(Records to process begins)
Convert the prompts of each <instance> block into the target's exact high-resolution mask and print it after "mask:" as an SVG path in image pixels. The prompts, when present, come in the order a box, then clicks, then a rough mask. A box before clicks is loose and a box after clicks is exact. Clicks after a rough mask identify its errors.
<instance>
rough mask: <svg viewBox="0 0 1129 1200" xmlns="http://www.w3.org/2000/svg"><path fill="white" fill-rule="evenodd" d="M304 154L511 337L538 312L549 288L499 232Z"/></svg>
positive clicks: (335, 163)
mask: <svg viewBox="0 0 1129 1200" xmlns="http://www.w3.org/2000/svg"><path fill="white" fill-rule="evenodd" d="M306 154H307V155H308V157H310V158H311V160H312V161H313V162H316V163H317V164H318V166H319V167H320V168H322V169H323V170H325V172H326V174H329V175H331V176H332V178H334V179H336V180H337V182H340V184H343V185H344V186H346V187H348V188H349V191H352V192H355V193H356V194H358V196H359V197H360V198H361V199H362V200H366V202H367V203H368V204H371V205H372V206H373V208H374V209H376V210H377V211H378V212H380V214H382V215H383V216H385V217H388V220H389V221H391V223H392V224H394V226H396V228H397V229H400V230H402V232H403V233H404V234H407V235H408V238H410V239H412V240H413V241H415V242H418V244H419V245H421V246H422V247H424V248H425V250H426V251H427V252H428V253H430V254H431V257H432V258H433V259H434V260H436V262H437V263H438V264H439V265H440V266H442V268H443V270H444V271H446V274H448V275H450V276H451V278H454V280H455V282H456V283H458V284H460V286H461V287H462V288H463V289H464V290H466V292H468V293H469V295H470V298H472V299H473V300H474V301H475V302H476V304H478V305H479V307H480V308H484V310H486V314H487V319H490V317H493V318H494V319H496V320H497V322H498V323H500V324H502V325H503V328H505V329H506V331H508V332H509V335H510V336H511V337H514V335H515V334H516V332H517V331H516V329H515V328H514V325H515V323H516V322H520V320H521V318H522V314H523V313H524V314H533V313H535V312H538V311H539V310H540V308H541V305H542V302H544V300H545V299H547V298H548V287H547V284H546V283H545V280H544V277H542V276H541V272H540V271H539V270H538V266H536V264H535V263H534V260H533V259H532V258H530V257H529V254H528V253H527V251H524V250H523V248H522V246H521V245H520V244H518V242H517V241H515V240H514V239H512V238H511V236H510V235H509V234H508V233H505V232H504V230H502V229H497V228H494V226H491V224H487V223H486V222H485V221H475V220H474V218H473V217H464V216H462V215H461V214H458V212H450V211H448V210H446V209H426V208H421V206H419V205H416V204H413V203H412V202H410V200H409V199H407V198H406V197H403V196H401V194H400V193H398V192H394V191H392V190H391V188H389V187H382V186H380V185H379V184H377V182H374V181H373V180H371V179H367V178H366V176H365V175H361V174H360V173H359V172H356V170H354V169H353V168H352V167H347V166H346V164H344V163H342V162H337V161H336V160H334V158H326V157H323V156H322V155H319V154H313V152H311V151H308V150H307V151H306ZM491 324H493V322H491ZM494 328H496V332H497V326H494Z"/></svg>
(Records to process ends)
» **About this task**: Please write out the data again exactly as it stands.

» **Output of the exercise**:
Convert the prompts of each <instance> block into the target's exact high-resolution mask and print it after "mask:" as an SVG path in image pixels. The prompts, when present, come in the order a box, then clicks, then a rough mask. A box before clicks is loose and a box after clicks is exact. Clicks after a rough mask identify its errors.
<instance>
rough mask: <svg viewBox="0 0 1129 1200" xmlns="http://www.w3.org/2000/svg"><path fill="white" fill-rule="evenodd" d="M304 154L511 337L538 312L549 288L499 232Z"/></svg>
positive clicks: (335, 163)
mask: <svg viewBox="0 0 1129 1200" xmlns="http://www.w3.org/2000/svg"><path fill="white" fill-rule="evenodd" d="M306 154H307V155H308V157H310V158H311V160H312V161H313V162H316V163H317V164H318V166H319V167H320V168H322V169H323V170H325V172H326V174H329V175H331V176H332V178H334V179H336V180H337V182H340V184H343V185H344V186H346V187H348V188H349V191H352V192H355V193H356V194H358V196H359V197H360V198H361V199H362V200H366V202H367V203H368V204H371V205H372V206H373V208H374V209H376V210H377V211H378V212H380V214H382V215H383V216H385V217H388V220H389V221H391V223H392V224H394V226H396V228H397V229H400V230H402V232H403V233H404V234H407V235H408V238H410V239H412V240H413V241H415V242H418V244H419V245H421V246H422V247H424V248H425V250H426V251H427V252H428V253H430V254H431V257H432V258H433V259H434V260H436V262H437V263H438V264H439V265H440V266H442V268H443V270H444V271H446V274H448V275H450V276H451V278H454V280H455V282H456V283H458V284H460V286H461V287H462V288H463V289H464V290H466V292H468V293H469V295H470V298H472V299H473V300H474V301H475V302H476V304H478V305H479V307H480V308H484V310H486V314H487V319H490V317H493V318H494V319H496V320H497V322H498V323H500V324H502V325H503V328H505V329H506V331H508V332H509V335H510V336H511V337H514V335H515V334H516V332H517V331H516V329H515V328H514V325H515V323H516V322H520V320H521V318H522V314H523V313H524V314H533V313H535V312H538V311H539V310H540V308H541V305H542V302H544V300H545V299H547V298H548V287H547V284H546V283H545V280H544V277H542V276H541V272H540V271H539V270H538V266H536V264H535V263H534V260H533V259H532V258H530V257H529V254H528V253H527V251H524V250H523V248H522V246H521V245H520V244H518V242H517V241H515V240H514V239H512V238H511V236H510V235H509V234H508V233H505V232H504V230H502V229H497V228H494V226H491V224H487V223H486V222H485V221H475V220H474V218H473V217H464V216H462V215H461V214H458V212H450V211H448V210H446V209H426V208H421V206H419V205H416V204H413V203H412V202H410V200H409V199H407V198H406V197H403V196H401V194H400V193H398V192H394V191H392V190H391V188H389V187H382V186H380V185H379V184H377V182H374V181H373V180H371V179H367V178H366V176H365V175H361V174H360V173H359V172H356V170H354V169H353V168H352V167H347V166H346V164H344V163H342V162H337V161H336V160H334V158H326V157H323V156H322V155H319V154H313V152H311V151H308V150H307V151H306ZM491 324H493V322H491ZM494 328H496V332H497V326H494Z"/></svg>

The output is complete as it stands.